** Dataset entries follows **
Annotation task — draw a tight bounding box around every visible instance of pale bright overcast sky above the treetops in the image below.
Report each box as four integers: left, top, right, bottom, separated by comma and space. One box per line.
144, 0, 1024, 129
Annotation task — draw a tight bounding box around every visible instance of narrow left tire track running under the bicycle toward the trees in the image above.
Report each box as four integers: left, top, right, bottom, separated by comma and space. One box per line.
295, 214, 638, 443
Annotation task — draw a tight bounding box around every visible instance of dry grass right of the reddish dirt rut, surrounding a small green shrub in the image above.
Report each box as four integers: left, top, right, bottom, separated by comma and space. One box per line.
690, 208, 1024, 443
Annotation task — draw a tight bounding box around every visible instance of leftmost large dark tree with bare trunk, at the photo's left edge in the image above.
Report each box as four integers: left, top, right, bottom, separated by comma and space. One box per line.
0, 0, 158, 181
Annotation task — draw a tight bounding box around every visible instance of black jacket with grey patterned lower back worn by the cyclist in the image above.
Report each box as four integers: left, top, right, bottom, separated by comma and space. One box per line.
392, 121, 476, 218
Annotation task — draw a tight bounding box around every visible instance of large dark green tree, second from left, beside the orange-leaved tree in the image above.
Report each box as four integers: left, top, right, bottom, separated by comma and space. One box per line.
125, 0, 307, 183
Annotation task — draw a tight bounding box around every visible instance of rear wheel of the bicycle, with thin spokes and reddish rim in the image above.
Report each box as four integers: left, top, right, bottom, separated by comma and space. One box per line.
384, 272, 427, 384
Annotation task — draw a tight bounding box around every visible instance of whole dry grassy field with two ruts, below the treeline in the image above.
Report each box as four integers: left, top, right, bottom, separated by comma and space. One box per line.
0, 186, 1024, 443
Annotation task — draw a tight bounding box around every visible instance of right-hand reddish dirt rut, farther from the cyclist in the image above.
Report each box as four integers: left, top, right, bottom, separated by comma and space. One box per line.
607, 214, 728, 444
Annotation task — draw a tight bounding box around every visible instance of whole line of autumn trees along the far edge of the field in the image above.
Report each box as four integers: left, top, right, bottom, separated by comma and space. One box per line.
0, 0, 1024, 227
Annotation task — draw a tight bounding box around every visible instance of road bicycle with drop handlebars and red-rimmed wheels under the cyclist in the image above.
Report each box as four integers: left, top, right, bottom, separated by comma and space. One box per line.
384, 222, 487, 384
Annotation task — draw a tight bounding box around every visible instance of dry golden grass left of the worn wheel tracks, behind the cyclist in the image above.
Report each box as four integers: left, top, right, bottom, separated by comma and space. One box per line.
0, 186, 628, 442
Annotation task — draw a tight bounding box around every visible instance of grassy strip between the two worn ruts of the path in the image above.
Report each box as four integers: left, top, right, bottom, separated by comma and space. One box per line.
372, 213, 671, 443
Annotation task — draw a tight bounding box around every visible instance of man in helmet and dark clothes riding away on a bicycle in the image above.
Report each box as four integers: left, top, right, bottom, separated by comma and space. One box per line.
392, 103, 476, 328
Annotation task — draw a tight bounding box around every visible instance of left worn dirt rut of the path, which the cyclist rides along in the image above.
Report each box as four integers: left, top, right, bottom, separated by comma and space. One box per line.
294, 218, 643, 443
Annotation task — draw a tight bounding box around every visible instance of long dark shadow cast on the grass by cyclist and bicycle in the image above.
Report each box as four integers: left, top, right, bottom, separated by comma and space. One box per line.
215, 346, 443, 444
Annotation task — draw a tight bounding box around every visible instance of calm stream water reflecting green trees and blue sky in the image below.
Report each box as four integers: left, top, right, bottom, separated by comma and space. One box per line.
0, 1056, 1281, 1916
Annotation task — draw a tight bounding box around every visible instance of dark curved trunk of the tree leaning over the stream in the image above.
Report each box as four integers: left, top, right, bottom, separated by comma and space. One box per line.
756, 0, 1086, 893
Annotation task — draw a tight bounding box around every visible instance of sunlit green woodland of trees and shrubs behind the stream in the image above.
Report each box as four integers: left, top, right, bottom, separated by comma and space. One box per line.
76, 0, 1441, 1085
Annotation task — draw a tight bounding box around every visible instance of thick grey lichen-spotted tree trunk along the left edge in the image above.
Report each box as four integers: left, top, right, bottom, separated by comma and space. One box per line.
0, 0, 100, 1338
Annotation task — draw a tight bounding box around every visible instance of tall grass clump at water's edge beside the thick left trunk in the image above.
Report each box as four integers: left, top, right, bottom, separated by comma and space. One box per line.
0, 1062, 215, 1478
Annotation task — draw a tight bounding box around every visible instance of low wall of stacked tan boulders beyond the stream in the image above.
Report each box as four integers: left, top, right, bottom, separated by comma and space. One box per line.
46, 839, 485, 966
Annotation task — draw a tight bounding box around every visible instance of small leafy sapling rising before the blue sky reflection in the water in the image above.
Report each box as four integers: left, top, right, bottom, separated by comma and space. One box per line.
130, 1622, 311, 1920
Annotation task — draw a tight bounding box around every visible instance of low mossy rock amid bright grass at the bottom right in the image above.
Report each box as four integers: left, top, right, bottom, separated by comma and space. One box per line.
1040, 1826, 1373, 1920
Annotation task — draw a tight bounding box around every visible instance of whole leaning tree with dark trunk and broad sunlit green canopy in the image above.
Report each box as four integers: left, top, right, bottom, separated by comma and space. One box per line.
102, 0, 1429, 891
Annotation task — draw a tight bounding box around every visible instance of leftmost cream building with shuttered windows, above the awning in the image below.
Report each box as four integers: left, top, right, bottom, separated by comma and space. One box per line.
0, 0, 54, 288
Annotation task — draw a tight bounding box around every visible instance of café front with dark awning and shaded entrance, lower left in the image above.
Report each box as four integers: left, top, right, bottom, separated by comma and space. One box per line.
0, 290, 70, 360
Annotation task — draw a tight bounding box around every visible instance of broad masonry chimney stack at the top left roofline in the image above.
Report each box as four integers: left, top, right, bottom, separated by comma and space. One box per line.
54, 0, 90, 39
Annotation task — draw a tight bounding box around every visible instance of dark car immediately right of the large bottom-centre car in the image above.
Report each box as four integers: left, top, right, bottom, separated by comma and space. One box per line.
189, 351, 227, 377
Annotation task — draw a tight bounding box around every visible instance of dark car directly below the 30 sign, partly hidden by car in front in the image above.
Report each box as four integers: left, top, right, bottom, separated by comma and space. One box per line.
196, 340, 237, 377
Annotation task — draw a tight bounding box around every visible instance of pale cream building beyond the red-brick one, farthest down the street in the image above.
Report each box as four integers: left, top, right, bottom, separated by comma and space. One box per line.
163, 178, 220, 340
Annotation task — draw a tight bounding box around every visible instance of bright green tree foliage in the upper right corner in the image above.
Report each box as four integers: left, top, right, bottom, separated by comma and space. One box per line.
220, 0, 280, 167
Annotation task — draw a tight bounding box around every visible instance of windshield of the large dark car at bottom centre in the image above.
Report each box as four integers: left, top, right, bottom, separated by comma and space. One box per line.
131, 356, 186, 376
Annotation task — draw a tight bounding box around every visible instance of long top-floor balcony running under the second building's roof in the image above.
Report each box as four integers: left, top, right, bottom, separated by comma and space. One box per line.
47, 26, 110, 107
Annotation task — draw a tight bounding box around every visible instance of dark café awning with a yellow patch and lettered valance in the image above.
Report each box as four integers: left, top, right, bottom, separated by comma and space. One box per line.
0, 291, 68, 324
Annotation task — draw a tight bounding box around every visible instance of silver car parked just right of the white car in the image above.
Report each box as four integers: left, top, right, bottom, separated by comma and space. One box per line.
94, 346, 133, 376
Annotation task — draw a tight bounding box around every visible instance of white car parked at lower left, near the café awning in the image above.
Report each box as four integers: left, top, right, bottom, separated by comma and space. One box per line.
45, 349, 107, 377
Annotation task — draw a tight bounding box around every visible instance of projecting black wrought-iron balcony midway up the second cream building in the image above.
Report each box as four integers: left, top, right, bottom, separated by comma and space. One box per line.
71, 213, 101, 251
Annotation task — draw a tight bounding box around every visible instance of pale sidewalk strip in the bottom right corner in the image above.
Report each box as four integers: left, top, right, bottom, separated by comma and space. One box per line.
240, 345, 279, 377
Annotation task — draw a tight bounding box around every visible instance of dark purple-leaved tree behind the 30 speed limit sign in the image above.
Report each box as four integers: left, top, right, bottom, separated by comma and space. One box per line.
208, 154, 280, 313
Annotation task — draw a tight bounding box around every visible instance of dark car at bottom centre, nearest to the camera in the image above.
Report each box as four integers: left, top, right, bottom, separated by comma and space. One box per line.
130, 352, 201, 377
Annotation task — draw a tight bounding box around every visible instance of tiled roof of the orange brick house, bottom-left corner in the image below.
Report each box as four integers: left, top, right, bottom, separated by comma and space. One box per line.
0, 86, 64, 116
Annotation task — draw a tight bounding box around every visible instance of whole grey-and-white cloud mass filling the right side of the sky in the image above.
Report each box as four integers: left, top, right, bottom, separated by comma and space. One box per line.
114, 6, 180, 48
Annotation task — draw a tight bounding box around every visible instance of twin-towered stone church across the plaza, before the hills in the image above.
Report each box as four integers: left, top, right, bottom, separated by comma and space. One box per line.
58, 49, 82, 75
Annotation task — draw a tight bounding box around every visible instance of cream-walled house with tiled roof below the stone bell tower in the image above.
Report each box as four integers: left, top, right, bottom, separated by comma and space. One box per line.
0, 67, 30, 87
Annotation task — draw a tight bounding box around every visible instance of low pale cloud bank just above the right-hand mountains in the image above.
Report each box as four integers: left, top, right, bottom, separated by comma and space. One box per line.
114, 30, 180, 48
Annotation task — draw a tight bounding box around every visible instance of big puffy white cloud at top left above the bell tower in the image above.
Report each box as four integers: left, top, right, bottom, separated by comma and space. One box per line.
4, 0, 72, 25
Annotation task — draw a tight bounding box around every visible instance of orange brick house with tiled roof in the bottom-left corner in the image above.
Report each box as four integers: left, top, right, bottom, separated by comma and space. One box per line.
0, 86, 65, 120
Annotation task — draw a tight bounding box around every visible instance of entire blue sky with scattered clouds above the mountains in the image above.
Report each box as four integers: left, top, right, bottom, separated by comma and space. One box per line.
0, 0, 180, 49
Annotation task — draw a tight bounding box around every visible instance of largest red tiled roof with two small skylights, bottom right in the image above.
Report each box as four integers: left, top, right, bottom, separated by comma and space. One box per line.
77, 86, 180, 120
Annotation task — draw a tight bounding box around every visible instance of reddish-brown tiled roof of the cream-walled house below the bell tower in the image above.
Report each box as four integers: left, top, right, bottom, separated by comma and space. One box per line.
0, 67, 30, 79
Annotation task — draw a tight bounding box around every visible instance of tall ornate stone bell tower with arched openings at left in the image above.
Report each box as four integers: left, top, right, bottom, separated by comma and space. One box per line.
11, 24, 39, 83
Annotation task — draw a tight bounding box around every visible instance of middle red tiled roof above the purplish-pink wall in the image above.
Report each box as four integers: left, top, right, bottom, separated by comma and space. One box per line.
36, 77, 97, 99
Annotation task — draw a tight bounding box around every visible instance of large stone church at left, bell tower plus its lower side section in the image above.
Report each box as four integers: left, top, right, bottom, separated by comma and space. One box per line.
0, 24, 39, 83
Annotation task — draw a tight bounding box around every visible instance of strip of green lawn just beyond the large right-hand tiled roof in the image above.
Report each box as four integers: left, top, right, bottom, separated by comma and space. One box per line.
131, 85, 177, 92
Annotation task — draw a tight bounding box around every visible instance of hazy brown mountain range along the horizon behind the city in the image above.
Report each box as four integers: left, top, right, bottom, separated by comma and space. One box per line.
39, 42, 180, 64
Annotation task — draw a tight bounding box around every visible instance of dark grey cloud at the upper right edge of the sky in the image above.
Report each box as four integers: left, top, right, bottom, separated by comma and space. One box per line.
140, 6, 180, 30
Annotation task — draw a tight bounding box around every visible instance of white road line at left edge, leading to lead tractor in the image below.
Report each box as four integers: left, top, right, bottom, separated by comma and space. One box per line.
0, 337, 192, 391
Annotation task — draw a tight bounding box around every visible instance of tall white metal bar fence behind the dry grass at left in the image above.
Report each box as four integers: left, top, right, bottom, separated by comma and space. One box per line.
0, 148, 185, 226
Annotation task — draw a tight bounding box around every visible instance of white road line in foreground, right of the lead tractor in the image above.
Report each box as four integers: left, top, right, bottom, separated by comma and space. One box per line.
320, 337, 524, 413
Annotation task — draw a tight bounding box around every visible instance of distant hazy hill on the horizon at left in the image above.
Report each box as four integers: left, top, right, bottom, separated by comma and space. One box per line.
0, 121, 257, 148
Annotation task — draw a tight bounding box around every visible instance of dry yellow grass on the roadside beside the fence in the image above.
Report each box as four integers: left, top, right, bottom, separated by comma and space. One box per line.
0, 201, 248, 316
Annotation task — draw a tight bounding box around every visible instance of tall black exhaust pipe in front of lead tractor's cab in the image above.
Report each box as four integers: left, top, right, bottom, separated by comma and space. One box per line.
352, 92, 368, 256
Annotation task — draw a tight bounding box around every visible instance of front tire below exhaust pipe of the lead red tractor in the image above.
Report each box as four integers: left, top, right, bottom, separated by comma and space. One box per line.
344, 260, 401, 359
** End of Dataset entries **
[Task brief] Where the line containing "red tractor in the image above." appears in the data above, begin there and reproduce every line to the end exactly; include nothing else.

[The answer]
Annotation task — draw a tight bounding box around every visible instance of front tire below exhaust pipe of the lead red tractor in the image above.
Report each box as four integers: left, top, right, bottom, separated by comma and space. One box per line.
344, 260, 401, 359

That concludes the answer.